3. Payment in Settlement of Vested Performance Units .  Following the lapse of the Restrictions on any Performance Units pursuant to both the Performance Vesting Requirement and the Time Vesting Requirement in accordance with Section 2(a) or 2(c) , as applicable, Approach shall, as soon as administratively feasible, but not later than 15 days following the date such Restrictions lapse and the Performance Units become vested, pay to Participant a cash payment equal to the 30-Day Volume-Weighted Average Stock Price, multiplied by the number of Performance Units becoming vested; provided that in no event shall the aggregate cash received in settlement of Performance Units  granted under this Agreement exceed $5,000,000 in any fiscal year.  Upon settlement of vested Performance Units in cash, such Performance Units shall be canceled and terminated.

4. No Rights as Stockholder; Dividend Equivalents .  Participant shall have no rights as a stockholder of the Company with respect to the Performance Units; provided that, (a) Participant shall have cash dividend equivalent rights with respect to a number of shares of Common Stock equal to the number of outstanding Performance Units then held by Participant (the “ Underlying Shares ”), with any cash dividends attributable thereto paid to Participant at the time cash dividends are paid to Approach’s stockholders generally, but in any event no later than the 15th day of the third month of the calendar year following the calendar year in which the dividend is declared by Approach; and (b) if and to the extent Approach shall effect a stock split, stock dividend or similar distribution with respect to the Common Stock, the number of Performance Units subject to this Award  shall be increased or decreased by a number equal to the number of shares of Common Stock that would be distributed in connection with such stock split, stock dividend or similar distribution with respect to the Underlying Shares if they were actual shares of Common Stock.      

5. Withholding Taxes .  

(a) Approach may from time to time require Participant to pay to Approach or the appropriate Affiliate, or make arrangements satisfactory to Approach or such Affiliate regarding payment of, the amount Approach deems necessary to satisfy any federal, state or local taxes of any kind required by law to be withheld with respect to the Performance Units.  Unless otherwise permitted by Approach, the amount of such taxes required by law to be withheld with respect to the settlement of Performance Units shall be satisfied by withholding the amount of cash necessary to satisfy Approach’s obligation to withhold taxes from any cash payments to be made under Sections 3 or 4 .

◆ Set problem ◆
According to the Performance Units agreement, why may cash be withheld from payments made under Sections 3 or 4? Explain in one to three sentences.

◆ Data ◆

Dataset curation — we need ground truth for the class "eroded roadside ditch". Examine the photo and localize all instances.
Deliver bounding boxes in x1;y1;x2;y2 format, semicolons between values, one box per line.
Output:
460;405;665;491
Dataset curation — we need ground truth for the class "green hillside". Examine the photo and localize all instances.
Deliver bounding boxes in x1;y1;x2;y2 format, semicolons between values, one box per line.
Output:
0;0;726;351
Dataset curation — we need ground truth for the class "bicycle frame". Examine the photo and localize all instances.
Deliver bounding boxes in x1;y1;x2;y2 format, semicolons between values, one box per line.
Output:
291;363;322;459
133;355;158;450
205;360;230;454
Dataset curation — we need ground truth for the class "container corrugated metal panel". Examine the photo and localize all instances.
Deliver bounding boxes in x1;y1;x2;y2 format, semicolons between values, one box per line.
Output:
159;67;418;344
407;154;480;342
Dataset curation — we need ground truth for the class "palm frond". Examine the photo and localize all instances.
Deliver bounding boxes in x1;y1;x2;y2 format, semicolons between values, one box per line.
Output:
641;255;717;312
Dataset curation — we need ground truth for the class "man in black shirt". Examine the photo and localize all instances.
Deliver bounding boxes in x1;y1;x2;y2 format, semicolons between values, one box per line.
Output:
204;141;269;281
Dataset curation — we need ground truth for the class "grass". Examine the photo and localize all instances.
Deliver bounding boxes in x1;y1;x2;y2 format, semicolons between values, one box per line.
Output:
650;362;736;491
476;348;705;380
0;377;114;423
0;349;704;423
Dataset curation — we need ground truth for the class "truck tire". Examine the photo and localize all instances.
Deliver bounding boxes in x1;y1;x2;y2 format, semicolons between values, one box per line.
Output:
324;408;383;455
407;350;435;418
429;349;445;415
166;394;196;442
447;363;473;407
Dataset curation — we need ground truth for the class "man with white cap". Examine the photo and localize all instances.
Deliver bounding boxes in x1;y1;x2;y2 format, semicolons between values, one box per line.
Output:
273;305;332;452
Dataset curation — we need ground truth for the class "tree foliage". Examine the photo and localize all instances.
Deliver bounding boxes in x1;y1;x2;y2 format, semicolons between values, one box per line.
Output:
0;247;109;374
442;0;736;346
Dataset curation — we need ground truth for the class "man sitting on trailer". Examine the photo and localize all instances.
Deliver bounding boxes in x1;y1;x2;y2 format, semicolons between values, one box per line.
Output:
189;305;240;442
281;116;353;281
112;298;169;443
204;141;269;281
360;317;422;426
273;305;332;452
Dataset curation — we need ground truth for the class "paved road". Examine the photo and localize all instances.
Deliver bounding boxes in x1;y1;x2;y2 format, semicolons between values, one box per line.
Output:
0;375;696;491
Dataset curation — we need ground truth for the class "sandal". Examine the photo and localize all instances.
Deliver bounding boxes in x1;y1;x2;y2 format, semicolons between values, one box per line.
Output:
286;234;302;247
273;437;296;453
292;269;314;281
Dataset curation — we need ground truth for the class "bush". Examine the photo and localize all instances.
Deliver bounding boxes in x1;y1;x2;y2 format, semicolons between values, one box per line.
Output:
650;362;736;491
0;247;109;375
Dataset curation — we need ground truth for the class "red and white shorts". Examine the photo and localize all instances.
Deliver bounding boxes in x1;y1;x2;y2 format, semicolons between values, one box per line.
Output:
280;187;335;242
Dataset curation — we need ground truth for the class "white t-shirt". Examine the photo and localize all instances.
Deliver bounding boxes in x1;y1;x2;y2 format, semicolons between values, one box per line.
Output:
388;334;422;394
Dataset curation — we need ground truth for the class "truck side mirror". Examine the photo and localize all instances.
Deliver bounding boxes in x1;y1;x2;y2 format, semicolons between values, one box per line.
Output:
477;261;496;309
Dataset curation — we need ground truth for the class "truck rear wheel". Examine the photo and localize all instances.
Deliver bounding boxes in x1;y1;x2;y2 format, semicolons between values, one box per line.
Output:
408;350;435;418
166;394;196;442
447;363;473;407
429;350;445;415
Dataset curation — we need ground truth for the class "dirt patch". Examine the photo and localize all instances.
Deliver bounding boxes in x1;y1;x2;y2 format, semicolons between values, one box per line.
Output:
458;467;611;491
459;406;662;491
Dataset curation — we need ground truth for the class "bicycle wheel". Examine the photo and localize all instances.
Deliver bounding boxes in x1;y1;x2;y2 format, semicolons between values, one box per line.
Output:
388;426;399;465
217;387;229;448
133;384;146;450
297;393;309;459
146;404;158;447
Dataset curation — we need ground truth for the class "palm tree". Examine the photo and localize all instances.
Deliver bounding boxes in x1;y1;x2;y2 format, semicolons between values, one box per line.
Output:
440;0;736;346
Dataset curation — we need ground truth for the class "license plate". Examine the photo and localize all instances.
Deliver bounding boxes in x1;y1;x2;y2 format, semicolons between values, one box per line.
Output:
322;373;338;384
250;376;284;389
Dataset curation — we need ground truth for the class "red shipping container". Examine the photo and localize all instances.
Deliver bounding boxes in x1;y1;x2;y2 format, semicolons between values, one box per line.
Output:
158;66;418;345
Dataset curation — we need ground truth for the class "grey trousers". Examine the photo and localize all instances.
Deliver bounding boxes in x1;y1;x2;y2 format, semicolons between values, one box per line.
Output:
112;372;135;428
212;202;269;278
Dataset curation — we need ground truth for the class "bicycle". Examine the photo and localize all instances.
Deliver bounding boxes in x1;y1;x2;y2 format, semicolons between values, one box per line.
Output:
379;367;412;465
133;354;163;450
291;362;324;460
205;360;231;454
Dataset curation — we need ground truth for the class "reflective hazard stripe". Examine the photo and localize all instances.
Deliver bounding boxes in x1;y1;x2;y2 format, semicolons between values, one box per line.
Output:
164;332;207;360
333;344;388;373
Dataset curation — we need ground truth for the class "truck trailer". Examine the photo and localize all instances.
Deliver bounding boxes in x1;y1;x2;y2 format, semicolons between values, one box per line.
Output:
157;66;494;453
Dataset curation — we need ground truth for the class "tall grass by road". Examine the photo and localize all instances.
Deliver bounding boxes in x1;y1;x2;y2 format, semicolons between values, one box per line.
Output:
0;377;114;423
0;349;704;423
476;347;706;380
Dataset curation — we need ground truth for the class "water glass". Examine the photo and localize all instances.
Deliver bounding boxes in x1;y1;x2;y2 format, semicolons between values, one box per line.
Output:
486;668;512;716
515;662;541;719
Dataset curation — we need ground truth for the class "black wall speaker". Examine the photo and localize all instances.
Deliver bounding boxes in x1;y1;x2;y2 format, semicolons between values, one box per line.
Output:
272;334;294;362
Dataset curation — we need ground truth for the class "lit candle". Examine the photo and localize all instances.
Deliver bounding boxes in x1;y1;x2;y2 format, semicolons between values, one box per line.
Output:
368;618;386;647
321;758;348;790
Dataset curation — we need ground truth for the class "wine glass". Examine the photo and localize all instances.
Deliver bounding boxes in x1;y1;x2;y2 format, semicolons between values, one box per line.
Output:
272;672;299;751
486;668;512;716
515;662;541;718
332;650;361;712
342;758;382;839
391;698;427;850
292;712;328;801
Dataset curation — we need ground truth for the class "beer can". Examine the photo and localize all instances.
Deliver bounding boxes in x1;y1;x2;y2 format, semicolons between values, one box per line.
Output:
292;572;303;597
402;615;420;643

◆ Exercise result ◆
Cash is withheld to satisfy Approach's obligation to withhold the federal, state or local taxes that the law requires on the settlement of Performance Units. This is the default method unless Approach permits otherwise.